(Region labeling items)
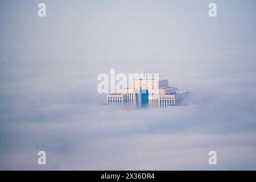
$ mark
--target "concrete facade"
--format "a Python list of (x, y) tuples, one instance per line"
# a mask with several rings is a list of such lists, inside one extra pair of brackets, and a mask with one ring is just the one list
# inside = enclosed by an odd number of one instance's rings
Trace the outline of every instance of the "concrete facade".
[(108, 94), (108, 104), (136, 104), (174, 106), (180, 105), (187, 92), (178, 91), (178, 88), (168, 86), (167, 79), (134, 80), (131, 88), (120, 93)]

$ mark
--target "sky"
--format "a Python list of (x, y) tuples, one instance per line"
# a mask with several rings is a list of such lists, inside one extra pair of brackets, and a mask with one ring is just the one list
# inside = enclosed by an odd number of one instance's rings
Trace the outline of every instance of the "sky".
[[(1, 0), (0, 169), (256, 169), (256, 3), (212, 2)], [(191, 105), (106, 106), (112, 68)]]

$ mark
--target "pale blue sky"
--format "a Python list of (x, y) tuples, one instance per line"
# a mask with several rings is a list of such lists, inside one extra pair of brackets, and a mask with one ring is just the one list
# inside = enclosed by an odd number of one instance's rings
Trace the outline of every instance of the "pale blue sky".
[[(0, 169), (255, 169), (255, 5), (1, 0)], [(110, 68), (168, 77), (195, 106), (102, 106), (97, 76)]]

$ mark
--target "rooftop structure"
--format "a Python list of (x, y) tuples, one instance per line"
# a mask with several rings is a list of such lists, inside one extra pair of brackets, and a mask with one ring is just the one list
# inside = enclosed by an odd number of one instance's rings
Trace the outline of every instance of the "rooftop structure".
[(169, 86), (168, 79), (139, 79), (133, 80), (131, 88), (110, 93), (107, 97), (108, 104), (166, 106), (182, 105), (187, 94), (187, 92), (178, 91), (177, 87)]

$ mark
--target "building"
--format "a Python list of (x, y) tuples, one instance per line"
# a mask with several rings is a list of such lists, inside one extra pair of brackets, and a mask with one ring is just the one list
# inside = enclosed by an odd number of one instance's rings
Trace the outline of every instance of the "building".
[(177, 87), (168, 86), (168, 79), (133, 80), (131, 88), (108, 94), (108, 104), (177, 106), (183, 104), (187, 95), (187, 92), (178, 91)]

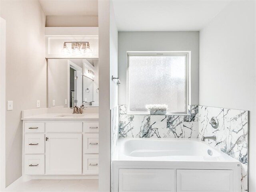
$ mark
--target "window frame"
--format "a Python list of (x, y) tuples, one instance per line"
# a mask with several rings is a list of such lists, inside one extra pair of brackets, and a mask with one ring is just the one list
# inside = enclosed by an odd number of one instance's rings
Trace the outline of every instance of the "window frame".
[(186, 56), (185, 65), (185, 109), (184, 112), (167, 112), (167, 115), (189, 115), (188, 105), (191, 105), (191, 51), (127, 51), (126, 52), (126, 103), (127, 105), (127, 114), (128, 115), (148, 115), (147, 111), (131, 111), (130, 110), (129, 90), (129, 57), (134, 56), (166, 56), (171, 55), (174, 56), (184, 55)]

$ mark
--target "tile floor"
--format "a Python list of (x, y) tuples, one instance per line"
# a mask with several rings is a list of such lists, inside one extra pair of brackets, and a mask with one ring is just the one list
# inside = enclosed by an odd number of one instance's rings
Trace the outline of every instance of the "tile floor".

...

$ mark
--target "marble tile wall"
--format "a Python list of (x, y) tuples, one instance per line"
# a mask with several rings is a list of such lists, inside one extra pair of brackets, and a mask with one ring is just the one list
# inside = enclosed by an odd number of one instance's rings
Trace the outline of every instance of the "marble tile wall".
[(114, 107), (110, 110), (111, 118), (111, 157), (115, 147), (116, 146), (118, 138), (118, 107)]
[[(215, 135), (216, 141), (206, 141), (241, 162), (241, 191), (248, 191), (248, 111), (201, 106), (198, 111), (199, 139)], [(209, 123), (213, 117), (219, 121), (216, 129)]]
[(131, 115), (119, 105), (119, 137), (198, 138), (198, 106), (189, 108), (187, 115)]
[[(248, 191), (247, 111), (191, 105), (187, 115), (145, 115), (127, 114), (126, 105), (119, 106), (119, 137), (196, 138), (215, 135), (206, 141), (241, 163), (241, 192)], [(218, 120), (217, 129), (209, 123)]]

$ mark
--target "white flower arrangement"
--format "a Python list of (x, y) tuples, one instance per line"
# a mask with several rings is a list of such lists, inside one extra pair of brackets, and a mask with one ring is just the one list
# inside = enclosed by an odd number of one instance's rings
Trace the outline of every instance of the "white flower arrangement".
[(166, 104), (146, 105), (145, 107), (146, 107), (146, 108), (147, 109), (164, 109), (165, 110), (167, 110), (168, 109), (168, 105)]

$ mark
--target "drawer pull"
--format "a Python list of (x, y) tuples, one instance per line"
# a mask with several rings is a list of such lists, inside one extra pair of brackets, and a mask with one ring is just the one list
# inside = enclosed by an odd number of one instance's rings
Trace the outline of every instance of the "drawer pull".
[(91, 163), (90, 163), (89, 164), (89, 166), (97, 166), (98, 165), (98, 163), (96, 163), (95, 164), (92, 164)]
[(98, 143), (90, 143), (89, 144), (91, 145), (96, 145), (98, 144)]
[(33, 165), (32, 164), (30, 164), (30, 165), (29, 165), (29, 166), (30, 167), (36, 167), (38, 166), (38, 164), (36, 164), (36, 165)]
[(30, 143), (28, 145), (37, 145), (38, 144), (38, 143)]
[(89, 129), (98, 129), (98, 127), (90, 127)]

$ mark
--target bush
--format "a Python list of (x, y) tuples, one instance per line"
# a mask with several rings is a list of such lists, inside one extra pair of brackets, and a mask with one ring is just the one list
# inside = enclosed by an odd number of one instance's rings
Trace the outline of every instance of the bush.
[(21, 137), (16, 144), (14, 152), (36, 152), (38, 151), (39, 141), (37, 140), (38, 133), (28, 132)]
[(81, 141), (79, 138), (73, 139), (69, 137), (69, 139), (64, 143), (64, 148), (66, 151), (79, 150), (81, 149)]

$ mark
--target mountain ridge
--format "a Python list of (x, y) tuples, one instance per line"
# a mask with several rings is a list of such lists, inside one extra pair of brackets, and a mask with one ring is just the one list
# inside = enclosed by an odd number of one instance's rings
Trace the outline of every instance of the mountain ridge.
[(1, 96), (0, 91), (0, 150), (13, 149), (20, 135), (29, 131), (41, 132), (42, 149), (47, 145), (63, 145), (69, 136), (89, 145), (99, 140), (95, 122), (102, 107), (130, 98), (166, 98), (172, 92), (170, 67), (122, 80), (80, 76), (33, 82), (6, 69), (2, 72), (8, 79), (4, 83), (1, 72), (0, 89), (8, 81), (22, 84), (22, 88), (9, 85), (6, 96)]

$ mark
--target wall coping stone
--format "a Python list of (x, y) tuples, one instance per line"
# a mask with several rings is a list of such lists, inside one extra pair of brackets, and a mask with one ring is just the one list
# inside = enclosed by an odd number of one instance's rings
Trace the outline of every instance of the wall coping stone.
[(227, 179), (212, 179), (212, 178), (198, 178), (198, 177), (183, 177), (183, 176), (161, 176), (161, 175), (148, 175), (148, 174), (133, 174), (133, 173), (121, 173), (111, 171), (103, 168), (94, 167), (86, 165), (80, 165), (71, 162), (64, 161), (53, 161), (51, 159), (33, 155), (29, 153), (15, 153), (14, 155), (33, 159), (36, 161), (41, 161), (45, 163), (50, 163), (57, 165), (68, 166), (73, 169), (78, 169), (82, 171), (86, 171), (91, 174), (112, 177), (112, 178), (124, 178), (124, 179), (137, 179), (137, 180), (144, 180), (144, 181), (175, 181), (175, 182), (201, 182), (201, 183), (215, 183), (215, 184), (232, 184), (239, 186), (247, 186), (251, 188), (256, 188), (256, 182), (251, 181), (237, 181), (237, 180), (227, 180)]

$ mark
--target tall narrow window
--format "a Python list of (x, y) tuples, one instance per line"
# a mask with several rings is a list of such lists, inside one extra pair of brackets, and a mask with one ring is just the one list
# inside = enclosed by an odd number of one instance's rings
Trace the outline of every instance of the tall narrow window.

*Objective*:
Extract from the material above every line that contains the string "bush", treating uppercase and lowercase letters as different.

*Written answer*:
--target bush
Trace the outline of every instance of the bush.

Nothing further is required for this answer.